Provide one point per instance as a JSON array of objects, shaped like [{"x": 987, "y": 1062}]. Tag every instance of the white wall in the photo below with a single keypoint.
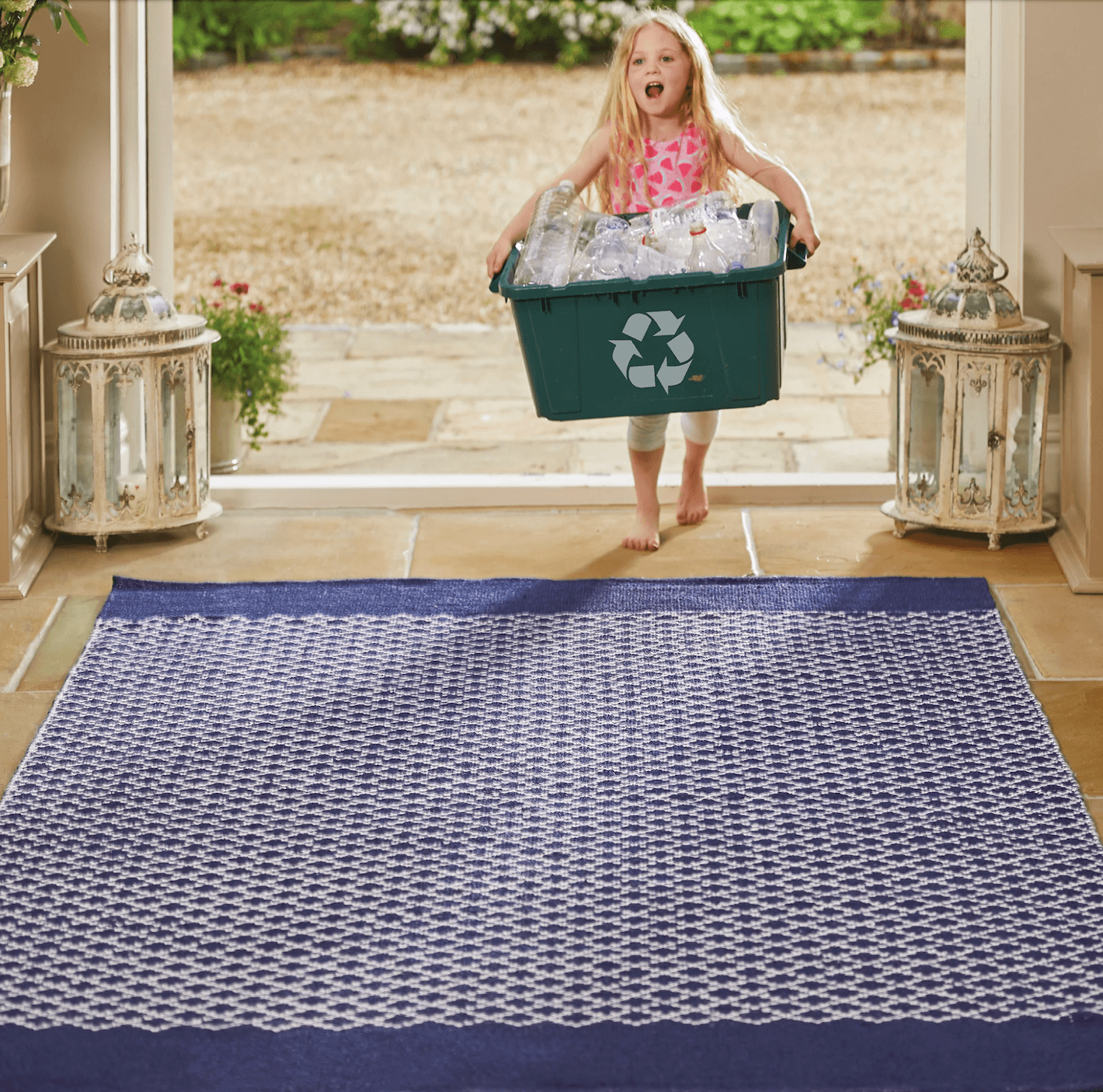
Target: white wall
[
  {"x": 78, "y": 168},
  {"x": 1063, "y": 139},
  {"x": 61, "y": 162}
]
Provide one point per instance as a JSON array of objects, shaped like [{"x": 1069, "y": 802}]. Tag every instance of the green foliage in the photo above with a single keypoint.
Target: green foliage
[
  {"x": 569, "y": 32},
  {"x": 781, "y": 26},
  {"x": 249, "y": 363},
  {"x": 245, "y": 28},
  {"x": 948, "y": 31},
  {"x": 18, "y": 45},
  {"x": 566, "y": 31},
  {"x": 872, "y": 309}
]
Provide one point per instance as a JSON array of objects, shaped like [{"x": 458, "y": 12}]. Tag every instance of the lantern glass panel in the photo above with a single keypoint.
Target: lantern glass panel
[
  {"x": 125, "y": 438},
  {"x": 975, "y": 424},
  {"x": 924, "y": 433},
  {"x": 202, "y": 433},
  {"x": 75, "y": 467},
  {"x": 1025, "y": 397},
  {"x": 175, "y": 430}
]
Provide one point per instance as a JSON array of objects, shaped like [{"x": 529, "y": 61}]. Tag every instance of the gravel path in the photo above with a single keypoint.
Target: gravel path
[{"x": 372, "y": 192}]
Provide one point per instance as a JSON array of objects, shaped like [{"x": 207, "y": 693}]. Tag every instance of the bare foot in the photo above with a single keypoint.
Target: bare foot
[
  {"x": 693, "y": 500},
  {"x": 644, "y": 535}
]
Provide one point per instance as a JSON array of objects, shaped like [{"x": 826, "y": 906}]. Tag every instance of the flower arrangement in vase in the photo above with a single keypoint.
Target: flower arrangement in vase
[
  {"x": 20, "y": 65},
  {"x": 249, "y": 370}
]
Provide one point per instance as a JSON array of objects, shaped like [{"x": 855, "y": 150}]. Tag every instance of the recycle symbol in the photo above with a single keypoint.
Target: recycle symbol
[{"x": 644, "y": 375}]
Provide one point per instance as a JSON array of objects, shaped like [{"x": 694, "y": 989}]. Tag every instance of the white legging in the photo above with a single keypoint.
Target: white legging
[{"x": 649, "y": 433}]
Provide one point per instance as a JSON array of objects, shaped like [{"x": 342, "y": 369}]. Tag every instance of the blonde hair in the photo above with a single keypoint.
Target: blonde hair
[{"x": 706, "y": 105}]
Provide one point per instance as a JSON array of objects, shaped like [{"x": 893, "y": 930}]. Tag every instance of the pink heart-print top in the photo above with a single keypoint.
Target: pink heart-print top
[{"x": 675, "y": 170}]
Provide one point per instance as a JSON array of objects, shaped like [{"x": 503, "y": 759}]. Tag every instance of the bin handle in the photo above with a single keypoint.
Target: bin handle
[
  {"x": 511, "y": 260},
  {"x": 796, "y": 257}
]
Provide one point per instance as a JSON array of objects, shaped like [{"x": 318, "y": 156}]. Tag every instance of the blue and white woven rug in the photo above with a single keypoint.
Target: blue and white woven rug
[{"x": 698, "y": 835}]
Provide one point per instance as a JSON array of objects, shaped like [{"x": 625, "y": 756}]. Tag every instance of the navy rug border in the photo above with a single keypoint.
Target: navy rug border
[
  {"x": 1025, "y": 1055},
  {"x": 137, "y": 599}
]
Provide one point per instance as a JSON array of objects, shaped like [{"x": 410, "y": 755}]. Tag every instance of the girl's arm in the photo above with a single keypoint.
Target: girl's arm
[
  {"x": 779, "y": 181},
  {"x": 582, "y": 172}
]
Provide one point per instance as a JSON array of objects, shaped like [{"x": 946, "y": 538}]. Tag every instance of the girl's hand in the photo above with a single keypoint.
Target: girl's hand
[
  {"x": 804, "y": 231},
  {"x": 498, "y": 255}
]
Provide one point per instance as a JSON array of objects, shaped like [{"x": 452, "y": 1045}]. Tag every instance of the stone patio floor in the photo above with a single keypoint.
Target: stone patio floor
[{"x": 389, "y": 399}]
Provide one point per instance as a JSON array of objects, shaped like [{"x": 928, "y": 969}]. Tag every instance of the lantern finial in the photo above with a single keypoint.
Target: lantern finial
[
  {"x": 974, "y": 301},
  {"x": 130, "y": 304}
]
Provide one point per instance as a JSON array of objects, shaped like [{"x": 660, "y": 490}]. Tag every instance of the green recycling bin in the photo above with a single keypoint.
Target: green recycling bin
[{"x": 666, "y": 344}]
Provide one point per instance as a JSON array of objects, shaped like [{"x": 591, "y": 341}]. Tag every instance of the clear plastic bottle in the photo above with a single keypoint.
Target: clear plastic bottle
[
  {"x": 611, "y": 254},
  {"x": 650, "y": 262},
  {"x": 549, "y": 242},
  {"x": 764, "y": 217},
  {"x": 736, "y": 238},
  {"x": 719, "y": 207},
  {"x": 705, "y": 256}
]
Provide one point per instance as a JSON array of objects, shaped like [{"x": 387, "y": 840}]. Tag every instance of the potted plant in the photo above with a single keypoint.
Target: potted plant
[
  {"x": 249, "y": 370},
  {"x": 872, "y": 310}
]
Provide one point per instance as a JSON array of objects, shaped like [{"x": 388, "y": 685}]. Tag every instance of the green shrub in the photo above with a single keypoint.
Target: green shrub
[
  {"x": 780, "y": 26},
  {"x": 245, "y": 28},
  {"x": 249, "y": 364},
  {"x": 566, "y": 31}
]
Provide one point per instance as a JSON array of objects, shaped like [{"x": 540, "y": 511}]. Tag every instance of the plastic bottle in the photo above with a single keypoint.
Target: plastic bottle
[
  {"x": 549, "y": 243},
  {"x": 736, "y": 238},
  {"x": 650, "y": 262},
  {"x": 705, "y": 256},
  {"x": 611, "y": 254},
  {"x": 764, "y": 217},
  {"x": 719, "y": 207}
]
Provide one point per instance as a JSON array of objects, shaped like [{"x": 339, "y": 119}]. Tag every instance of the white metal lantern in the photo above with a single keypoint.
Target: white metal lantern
[
  {"x": 127, "y": 403},
  {"x": 972, "y": 393}
]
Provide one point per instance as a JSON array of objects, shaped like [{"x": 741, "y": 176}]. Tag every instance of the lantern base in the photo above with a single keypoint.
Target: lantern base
[
  {"x": 197, "y": 520},
  {"x": 903, "y": 524}
]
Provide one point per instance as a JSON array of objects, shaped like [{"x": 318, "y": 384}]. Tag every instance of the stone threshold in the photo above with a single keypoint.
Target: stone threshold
[{"x": 238, "y": 492}]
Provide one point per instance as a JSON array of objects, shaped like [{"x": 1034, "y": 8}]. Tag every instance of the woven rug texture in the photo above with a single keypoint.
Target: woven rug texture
[{"x": 522, "y": 834}]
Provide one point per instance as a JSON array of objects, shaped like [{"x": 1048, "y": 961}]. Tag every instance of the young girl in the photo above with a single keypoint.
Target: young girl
[{"x": 666, "y": 131}]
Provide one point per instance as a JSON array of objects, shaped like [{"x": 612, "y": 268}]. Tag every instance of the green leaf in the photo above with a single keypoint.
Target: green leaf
[{"x": 71, "y": 19}]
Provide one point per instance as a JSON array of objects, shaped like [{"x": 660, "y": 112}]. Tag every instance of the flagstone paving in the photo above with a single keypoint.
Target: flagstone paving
[
  {"x": 456, "y": 399},
  {"x": 1055, "y": 633}
]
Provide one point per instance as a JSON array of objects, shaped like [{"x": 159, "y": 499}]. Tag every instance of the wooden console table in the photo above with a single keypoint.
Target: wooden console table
[
  {"x": 23, "y": 492},
  {"x": 1078, "y": 542}
]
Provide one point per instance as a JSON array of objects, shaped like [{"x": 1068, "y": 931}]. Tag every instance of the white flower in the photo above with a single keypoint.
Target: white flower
[{"x": 21, "y": 72}]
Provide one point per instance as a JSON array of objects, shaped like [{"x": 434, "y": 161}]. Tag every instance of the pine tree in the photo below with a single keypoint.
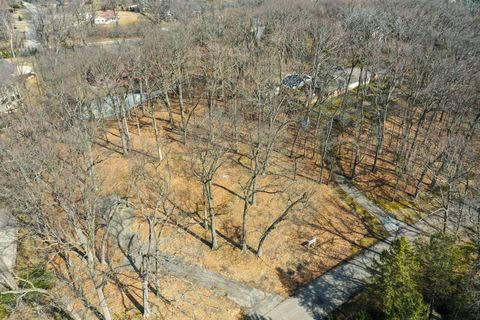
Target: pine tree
[
  {"x": 394, "y": 283},
  {"x": 443, "y": 267}
]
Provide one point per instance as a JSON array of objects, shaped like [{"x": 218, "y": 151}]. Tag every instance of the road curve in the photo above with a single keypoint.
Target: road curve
[{"x": 326, "y": 293}]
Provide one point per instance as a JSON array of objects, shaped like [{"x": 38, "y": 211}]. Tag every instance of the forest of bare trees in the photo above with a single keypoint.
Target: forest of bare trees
[{"x": 200, "y": 97}]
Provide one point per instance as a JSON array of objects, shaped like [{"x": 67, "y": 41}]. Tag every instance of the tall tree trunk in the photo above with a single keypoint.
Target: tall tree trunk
[
  {"x": 211, "y": 211},
  {"x": 157, "y": 138},
  {"x": 246, "y": 207}
]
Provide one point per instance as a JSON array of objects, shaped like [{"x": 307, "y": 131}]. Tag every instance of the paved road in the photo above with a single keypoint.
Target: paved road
[
  {"x": 245, "y": 296},
  {"x": 8, "y": 248},
  {"x": 332, "y": 289}
]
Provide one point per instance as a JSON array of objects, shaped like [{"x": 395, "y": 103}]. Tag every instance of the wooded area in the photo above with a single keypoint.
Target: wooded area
[{"x": 214, "y": 133}]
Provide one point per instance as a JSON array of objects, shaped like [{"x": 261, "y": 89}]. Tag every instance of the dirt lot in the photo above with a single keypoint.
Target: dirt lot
[{"x": 286, "y": 263}]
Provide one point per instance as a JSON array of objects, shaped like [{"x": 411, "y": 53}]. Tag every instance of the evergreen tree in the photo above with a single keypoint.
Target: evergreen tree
[
  {"x": 394, "y": 283},
  {"x": 443, "y": 267}
]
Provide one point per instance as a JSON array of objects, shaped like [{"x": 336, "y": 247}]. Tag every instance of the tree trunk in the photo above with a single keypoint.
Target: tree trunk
[
  {"x": 211, "y": 211},
  {"x": 246, "y": 206},
  {"x": 275, "y": 224},
  {"x": 157, "y": 138}
]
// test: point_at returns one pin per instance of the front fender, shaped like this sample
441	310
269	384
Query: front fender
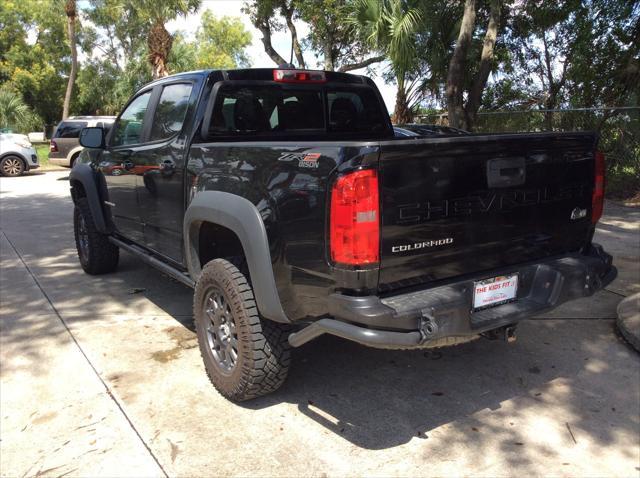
83	175
243	218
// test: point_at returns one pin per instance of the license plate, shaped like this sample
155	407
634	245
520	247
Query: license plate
494	291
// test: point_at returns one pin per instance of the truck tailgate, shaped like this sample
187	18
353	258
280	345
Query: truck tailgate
461	205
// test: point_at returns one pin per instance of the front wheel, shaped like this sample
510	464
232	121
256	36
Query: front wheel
97	255
12	166
245	356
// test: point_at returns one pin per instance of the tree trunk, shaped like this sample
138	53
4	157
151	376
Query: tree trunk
70	10
486	64
402	114
295	44
266	42
455	77
329	64
159	43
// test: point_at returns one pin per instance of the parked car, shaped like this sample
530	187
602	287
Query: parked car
432	129
293	211
65	147
17	155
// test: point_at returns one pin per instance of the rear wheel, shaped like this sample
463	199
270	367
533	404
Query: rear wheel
245	356
12	166
97	255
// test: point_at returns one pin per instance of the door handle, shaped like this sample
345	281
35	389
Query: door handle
509	172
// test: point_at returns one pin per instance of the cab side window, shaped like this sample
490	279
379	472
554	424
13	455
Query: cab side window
171	111
128	129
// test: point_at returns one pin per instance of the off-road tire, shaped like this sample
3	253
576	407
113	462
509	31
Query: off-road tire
263	351
12	166
99	256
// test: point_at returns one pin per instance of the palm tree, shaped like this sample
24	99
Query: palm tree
390	27
70	10
159	40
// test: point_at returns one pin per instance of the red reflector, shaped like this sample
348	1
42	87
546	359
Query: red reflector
597	199
299	76
355	219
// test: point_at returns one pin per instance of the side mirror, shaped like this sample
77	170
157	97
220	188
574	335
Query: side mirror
92	138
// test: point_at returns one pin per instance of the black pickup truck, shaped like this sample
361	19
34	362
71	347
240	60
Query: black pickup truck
283	198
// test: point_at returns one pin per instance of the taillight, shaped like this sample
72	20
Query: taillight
597	199
299	76
355	219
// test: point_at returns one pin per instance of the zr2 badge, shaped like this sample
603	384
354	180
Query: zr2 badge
305	160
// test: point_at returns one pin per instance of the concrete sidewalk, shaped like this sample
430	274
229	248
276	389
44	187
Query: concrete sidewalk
58	417
563	400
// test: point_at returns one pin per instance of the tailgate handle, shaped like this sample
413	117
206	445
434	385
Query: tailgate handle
508	172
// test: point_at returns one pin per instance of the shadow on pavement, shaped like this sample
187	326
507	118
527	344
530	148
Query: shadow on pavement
374	399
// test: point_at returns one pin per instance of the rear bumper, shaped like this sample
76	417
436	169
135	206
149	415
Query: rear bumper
63	161
440	315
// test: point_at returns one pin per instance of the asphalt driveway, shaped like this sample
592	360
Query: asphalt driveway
101	376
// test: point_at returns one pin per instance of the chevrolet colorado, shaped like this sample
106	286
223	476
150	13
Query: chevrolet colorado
285	200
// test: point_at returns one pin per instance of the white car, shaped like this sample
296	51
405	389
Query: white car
17	155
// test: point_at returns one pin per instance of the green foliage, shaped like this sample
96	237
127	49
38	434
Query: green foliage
221	43
15	114
34	54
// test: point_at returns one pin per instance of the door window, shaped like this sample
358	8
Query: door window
171	111
128	129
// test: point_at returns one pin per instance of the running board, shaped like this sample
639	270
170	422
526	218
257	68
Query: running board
154	262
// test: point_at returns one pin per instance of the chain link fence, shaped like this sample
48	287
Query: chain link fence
619	130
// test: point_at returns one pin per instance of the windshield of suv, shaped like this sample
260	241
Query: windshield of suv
69	129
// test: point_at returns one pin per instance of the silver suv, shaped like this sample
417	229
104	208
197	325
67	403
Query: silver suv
65	147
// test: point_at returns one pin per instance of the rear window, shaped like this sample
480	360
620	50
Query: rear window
276	110
69	129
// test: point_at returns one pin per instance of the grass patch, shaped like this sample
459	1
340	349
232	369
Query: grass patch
42	150
623	183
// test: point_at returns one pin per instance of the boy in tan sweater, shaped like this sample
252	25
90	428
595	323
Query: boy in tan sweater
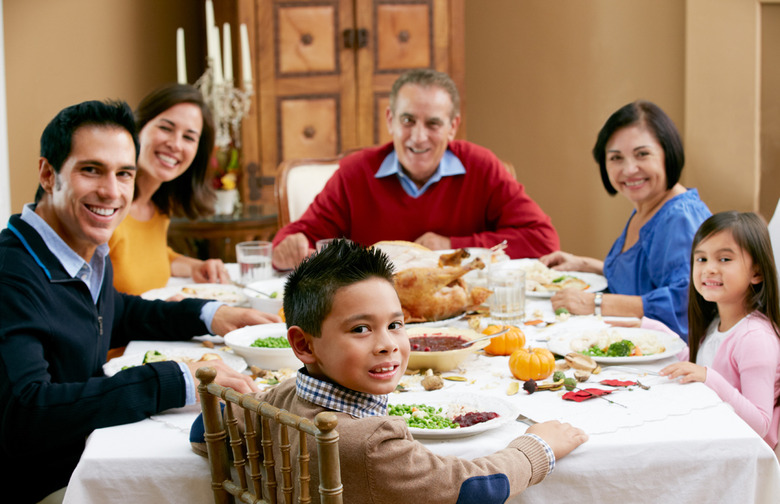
345	324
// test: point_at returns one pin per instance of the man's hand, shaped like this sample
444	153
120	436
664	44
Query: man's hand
========================================
## PROBLEM DESCRIPTION
Copy all lines from the data above that contain the word "below".

## RESPONSE AREA
Provide one point per instance as a JSON array of objects, shaped like [{"x": 987, "y": 1062}]. Tag every instance of the white wall in the photo below with a single keypoint.
Provide one point per instance as a JSON array of objects, shaped like [{"x": 434, "y": 161}]. Tag every instance of the pine tree in the photo below with a single keypoint.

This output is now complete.